__What to work on__
Please set down each record exactly as it appears, but leave out any pictures.

Top of Data supplied

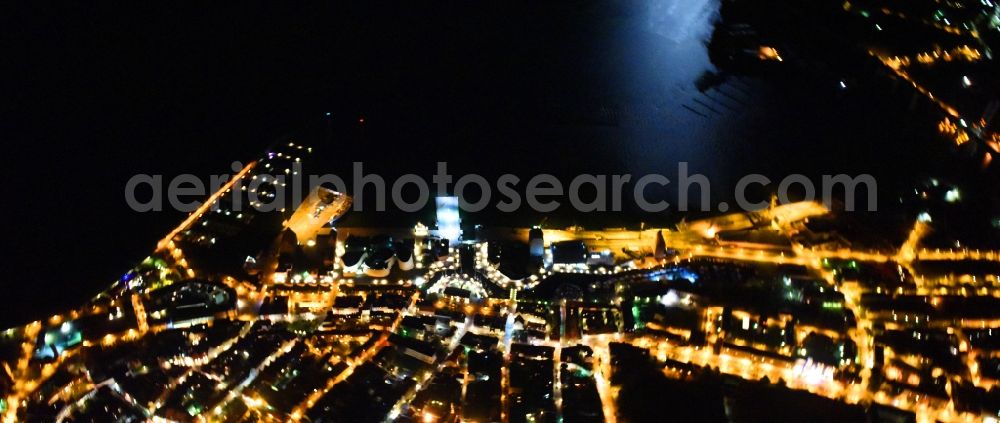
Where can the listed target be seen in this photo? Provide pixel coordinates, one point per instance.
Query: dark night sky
(93, 94)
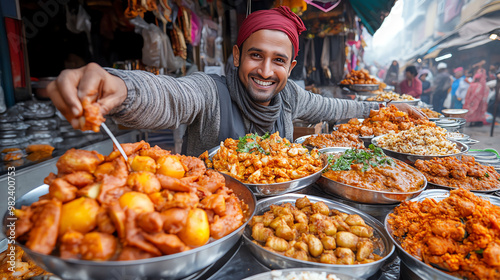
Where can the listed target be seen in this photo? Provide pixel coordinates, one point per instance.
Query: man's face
(409, 76)
(264, 64)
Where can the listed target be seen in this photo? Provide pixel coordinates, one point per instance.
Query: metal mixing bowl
(364, 195)
(415, 265)
(411, 158)
(173, 266)
(277, 261)
(264, 190)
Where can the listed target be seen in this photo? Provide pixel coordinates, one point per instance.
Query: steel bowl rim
(464, 149)
(141, 261)
(384, 192)
(352, 209)
(389, 230)
(299, 269)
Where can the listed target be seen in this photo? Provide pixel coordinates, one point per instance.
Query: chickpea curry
(371, 169)
(334, 139)
(264, 159)
(312, 232)
(459, 235)
(387, 119)
(102, 208)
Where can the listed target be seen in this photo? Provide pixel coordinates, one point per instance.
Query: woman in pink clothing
(411, 85)
(476, 99)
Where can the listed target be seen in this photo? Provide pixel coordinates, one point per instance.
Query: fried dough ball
(78, 160)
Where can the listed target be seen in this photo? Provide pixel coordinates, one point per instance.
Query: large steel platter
(266, 190)
(173, 266)
(290, 271)
(418, 267)
(364, 195)
(411, 158)
(277, 261)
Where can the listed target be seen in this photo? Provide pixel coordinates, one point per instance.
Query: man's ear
(292, 65)
(236, 56)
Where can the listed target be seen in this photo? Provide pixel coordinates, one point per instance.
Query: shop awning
(372, 13)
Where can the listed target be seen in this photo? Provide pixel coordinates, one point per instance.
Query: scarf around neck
(258, 118)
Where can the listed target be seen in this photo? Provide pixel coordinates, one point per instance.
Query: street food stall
(343, 209)
(390, 196)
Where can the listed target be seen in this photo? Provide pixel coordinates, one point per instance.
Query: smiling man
(255, 96)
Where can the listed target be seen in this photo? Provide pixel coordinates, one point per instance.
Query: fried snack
(334, 139)
(24, 267)
(92, 117)
(459, 235)
(430, 114)
(8, 150)
(39, 148)
(454, 173)
(359, 77)
(391, 96)
(420, 140)
(312, 232)
(103, 208)
(387, 119)
(13, 155)
(373, 170)
(264, 160)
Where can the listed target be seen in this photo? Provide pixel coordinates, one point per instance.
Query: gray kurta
(160, 102)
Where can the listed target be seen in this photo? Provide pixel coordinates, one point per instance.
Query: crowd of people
(462, 87)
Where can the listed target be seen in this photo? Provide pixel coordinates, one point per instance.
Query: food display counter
(244, 254)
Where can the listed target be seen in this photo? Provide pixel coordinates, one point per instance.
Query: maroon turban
(281, 19)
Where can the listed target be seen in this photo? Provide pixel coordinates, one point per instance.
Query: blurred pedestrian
(426, 86)
(476, 99)
(491, 73)
(442, 84)
(458, 88)
(411, 85)
(392, 74)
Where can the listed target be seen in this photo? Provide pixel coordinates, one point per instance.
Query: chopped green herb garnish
(248, 143)
(368, 158)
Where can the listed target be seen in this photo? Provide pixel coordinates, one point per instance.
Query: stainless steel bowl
(174, 266)
(363, 87)
(264, 190)
(277, 261)
(290, 271)
(411, 158)
(420, 268)
(364, 195)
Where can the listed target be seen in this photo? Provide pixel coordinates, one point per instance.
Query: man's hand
(90, 81)
(410, 110)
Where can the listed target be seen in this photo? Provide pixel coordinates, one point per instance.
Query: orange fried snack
(24, 267)
(92, 117)
(455, 173)
(39, 148)
(387, 119)
(265, 159)
(102, 208)
(459, 235)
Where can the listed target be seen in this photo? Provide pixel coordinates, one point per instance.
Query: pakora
(459, 235)
(103, 208)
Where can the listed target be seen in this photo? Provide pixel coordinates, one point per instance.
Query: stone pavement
(482, 134)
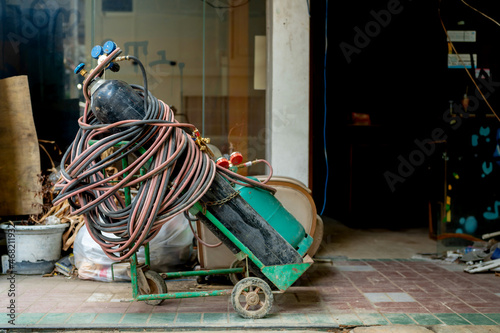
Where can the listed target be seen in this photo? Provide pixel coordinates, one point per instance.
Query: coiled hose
(166, 164)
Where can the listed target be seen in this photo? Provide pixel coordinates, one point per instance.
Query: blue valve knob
(79, 68)
(109, 47)
(96, 51)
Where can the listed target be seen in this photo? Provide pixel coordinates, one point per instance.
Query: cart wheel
(156, 285)
(252, 298)
(237, 277)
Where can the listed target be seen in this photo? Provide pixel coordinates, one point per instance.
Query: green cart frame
(251, 297)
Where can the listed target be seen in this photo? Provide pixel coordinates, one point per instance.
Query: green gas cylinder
(267, 206)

Bottom of Data supplied

__Answer__
Where can the listed target be seen in this photo? Provide pixel coordinates, one point per instance.
Query: dark night sky
(93, 94)
Where can the listed target be seen in this photo? Provide pixel coordinates, one point per instance.
Query: man's face
(409, 76)
(264, 64)
Where can the listed target be seen in this photo? Provide pixel coordinates, one point per instance.
Query: metal mixing bowl
(364, 195)
(415, 265)
(411, 158)
(173, 266)
(277, 261)
(264, 190)
Where can the listed target be seen in this photo? Provide pixel coordinates, one point per instance.
Query: steel bowl rim
(464, 149)
(141, 261)
(384, 192)
(352, 209)
(389, 230)
(299, 269)
Where can the listed target be seen in this photo? Provide pixel coordinates, one point per instance.
Query: chickpea curry
(371, 169)
(334, 139)
(264, 159)
(312, 232)
(459, 235)
(387, 119)
(102, 208)
Where can the listed target be seen in this photo? Provide pixel coordinates, one point per instance.
Query: woman in pink clothing
(411, 85)
(476, 99)
Where can the listed target be seen in this photo? Provide pixel coordinates, one point per instance.
Query: fried dough ball
(78, 160)
Where can the listed target be seen in this photo? Provide pixel coordinates, one point per instance.
Query: large steel platter
(266, 190)
(173, 266)
(290, 271)
(418, 267)
(364, 195)
(411, 158)
(277, 261)
Where can the listed target be seen in this photo? Provide pixel coordinates, one point per instance.
Query: man's ear
(292, 65)
(236, 56)
Where can the listed target be seen in this photo? Provide pixel coordinates, one point per instance.
Query: shop awning
(372, 13)
Where can the listed target be seen in this photo? Provide pixel coordinates, one point per instance.
Query: scarf around neck
(258, 118)
Where can the listed target be seen in this photo? Provide pixel coordinates, one point per instance.
Query: street food stall
(343, 209)
(390, 196)
Where can the listed target be seen in this photo? Provide pixel coordinates, one point per instance.
Query: smiling man
(255, 96)
Where can the listed target be seen in this photo? Provide pixel coordinates, one point per instance.
Query: fried snack
(334, 139)
(24, 267)
(92, 117)
(459, 235)
(430, 114)
(8, 150)
(39, 148)
(454, 173)
(359, 77)
(391, 96)
(420, 140)
(312, 232)
(103, 208)
(387, 119)
(13, 155)
(373, 170)
(264, 160)
Where can the listed target be seen in this photo? Provide pixel coordinates, one point per instance.
Query: gray kurta
(160, 102)
Where can the listed target be seen in this photo? Provide pixel coordinates, one point per instance.
Query: crowd of people
(462, 87)
Where can the listed target be seen in this photo? Provide pixel coordinates, one point per instance.
Query: food display counter
(244, 254)
Where can the listed target be seen in this photo? Provide pixel coordinates, one point per instance.
Query: maroon turban
(281, 19)
Where can the listed target be seen in this photo? Provide pixel coordinates, one point per instance.
Query: blurred pedestrian
(426, 86)
(476, 99)
(491, 73)
(442, 84)
(458, 88)
(411, 85)
(392, 74)
Where can the listed target be seen in this photo? Provide pixel coordinates, one point per instance.
Query: chopped green herb garnish
(248, 143)
(368, 158)
Where can the listed target be seen in this photo? Provide pixel coordinates, one point per instance.
Query: stainless steel bowl
(174, 266)
(363, 87)
(264, 190)
(277, 261)
(290, 271)
(411, 158)
(420, 268)
(364, 195)
Where can the listed target be seen in this photo? Provide pixel coordinates, one point per instance.
Query: man's hand
(90, 81)
(410, 110)
Where can the listed target be seen in this photo? Provide pixel coordinates, one point per instance.
Query: orange fried snack
(24, 267)
(92, 117)
(455, 173)
(39, 148)
(387, 119)
(265, 159)
(102, 208)
(459, 235)
Where can the listed target be seen in this photo? Provide pixel coordinates, one point per instance.
Query: pakora
(459, 235)
(103, 208)
Where can the listed target be seen in this photo? Provide pixel coordinates, one point per instance.
Query: stone pavement
(482, 134)
Where can the listed target be seen in this photo? Provide pixel coordinates, one point per instance.
Query: coiled hose
(166, 164)
Where can the listed target be seen in this photo? Provide pixel coordinates, one point per instance.
Query: blue valve knob
(79, 68)
(109, 47)
(96, 51)
Where can the listed target be seen in this photo? Provide pixel coordinates, one point per instance.
Query: cart wheel
(156, 285)
(252, 298)
(237, 277)
Where can the listed target be seen in this photo? Provide pixel coordinates, one point per instance.
Query: green cart frame
(251, 297)
Where can the listed target be seen in this photo? Provide pixel coordinates, one point per instance.
Query: green gas cylinder
(267, 206)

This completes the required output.